▶ **Instructions for the task**
Without including any images, set down the records below exactly.

▶ **Extracted entries**
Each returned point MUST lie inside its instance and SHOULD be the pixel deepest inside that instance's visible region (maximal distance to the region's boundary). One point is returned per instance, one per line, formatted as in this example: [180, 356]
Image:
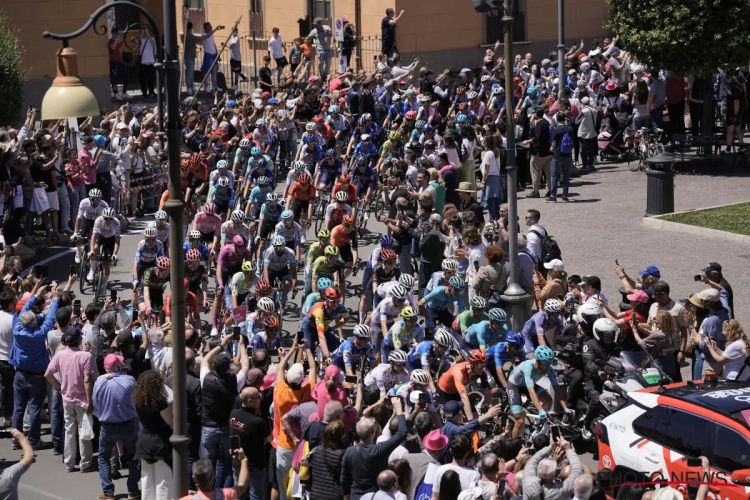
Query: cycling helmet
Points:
[420, 377]
[478, 303]
[397, 357]
[193, 255]
[388, 255]
[514, 339]
[249, 266]
[552, 306]
[544, 354]
[444, 337]
[457, 283]
[324, 283]
[497, 314]
[265, 304]
[408, 312]
[209, 208]
[605, 326]
[362, 332]
[450, 265]
[406, 280]
[476, 356]
[342, 196]
[399, 292]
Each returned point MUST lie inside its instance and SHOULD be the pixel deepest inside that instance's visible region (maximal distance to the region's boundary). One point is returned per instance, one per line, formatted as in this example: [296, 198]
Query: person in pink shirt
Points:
[76, 369]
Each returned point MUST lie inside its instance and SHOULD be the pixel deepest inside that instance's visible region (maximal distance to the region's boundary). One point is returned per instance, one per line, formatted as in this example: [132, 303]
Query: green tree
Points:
[12, 73]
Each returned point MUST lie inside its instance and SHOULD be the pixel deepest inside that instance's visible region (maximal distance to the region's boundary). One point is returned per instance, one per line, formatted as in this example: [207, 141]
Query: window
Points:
[734, 457]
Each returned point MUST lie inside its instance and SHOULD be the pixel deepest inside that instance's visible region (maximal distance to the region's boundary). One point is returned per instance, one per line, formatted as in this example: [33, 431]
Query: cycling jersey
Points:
[480, 336]
[292, 234]
[385, 379]
[145, 254]
[526, 374]
[274, 262]
[107, 229]
[348, 353]
[86, 211]
[398, 337]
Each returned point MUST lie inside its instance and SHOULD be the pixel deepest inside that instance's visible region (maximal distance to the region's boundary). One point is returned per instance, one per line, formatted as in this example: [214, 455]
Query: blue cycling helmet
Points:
[497, 314]
[324, 283]
[457, 283]
[544, 354]
[514, 339]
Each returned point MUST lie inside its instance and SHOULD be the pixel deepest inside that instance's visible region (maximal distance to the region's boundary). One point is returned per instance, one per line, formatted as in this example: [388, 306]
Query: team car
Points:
[655, 433]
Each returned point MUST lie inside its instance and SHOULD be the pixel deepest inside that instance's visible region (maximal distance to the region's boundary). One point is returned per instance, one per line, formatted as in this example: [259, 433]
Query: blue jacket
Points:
[29, 350]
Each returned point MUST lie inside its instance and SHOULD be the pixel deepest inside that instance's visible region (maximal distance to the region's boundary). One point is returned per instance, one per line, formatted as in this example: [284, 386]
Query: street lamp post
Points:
[515, 297]
[67, 98]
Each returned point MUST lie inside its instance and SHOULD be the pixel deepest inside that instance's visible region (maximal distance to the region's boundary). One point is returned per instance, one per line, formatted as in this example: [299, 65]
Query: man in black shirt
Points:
[254, 432]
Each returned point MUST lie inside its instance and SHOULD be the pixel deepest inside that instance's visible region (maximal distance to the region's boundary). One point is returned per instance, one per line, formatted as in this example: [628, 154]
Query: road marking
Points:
[48, 259]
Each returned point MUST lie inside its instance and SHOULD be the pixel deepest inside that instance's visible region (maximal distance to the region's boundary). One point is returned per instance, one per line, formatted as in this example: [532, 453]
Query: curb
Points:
[677, 227]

▶ **Solution below**
Each returned point MUST lie inside its instance and SHOULD be the pixel deepest inside that instance's visible region (maximal distance to the region's boundary). One point is returned per instance, one per line, formatted as in this example: [180, 356]
Image:
Query: cycling helmet
Points:
[420, 377]
[478, 303]
[397, 357]
[193, 255]
[388, 255]
[514, 339]
[249, 266]
[552, 306]
[544, 354]
[444, 337]
[457, 283]
[324, 283]
[497, 314]
[265, 304]
[408, 312]
[209, 208]
[605, 326]
[362, 332]
[450, 265]
[406, 280]
[476, 356]
[342, 196]
[399, 292]
Each returned point MUST lie inside its instance and SHOULD be the pixel deepest inside that instance's visible region (maximal distance to the region's boundary). One point is returned per instance, one per line, formatted as in this example: [296, 198]
Query: person in pink shirt
Points:
[76, 369]
Each returned point MUST lie inside its instance and SHOULD be the pixel deepest inside that instance's visible region (maximal distance to the region's boundary). One point is returned per instance, one per line, formatted as in this example: [132, 303]
Query: green tree
Points:
[12, 73]
Each returned point MUST lie inside its instance and SHOULD be the pixel deepest inside that instance's visible region (maximal distance to the region's boundary). One point is returned per instance, one per line, formatted as in this example: [207, 141]
Query: window
Points:
[734, 457]
Each returned point MUST lie inside its instance and SHOULD be the pixel deepest inside that instance's visible region (maximal distance to the region's boundary). One point is returned per instance, one per line, formatted as in this example: [33, 431]
Query: cycling jersey
Points:
[480, 336]
[292, 234]
[385, 379]
[145, 254]
[526, 374]
[274, 262]
[107, 229]
[348, 353]
[86, 211]
[398, 337]
Each returned point MUST lie inside its instance and SHOULD be the pixel deepest inside that instance's visible region (maximal distance to the region's boundary). One point is returned per instance, one per line, formatted as in this example: [214, 455]
Query: blue cycling helmet
Points:
[497, 314]
[324, 283]
[457, 283]
[544, 354]
[514, 339]
Each returned point MUST lie inside its instance and SHOULD be the pixel deepest inside that instance's visible region (maximal distance to the region's boundary). One point is returned per instance, one per line, formatted as in this example: [388, 306]
Query: team car
Points:
[655, 433]
Each returned point MUST lie inside its instance and SHOULD be the pixel deepest inside that instance's visible region (maximal distance to the region's boundary). One point is returned per instance, one per line, formatted as in this example: [259, 433]
Query: blue jacket
Points:
[29, 350]
Each returned point MUST lie inside its instance and SHOULD be the pixel deepest inside that instance's visible region (maximal distance to the region's boundary). One point is returned per instance, one per line, formatted as in this example: [284, 386]
Query: street lamp post
Points:
[515, 297]
[67, 98]
Each returned point MUST lie inside its instance and SHOULD be the pixel deepest inside that instance's visible region (maximal distance to the region's boundary). One point is returned per instance, one per line, formatted as in this example: [299, 65]
Query: man in black shirt
Points:
[254, 432]
Each returned point MUST lie inside its instance and SHOULD be the pixel deepest inside that instance's visible region (maximal distance to the region's boundary). One point is returned per instance, one per line, formatted as in this example: [628, 154]
Query: road marking
Points:
[48, 259]
Each returned point MUST lie inside its instance and SHOULD be the pixel deepest inside that instance's visible region (maximal distance to the region's boundary). One point is returned per instance, one per line, formatted as in this example: [532, 453]
Query: curb
Points:
[677, 227]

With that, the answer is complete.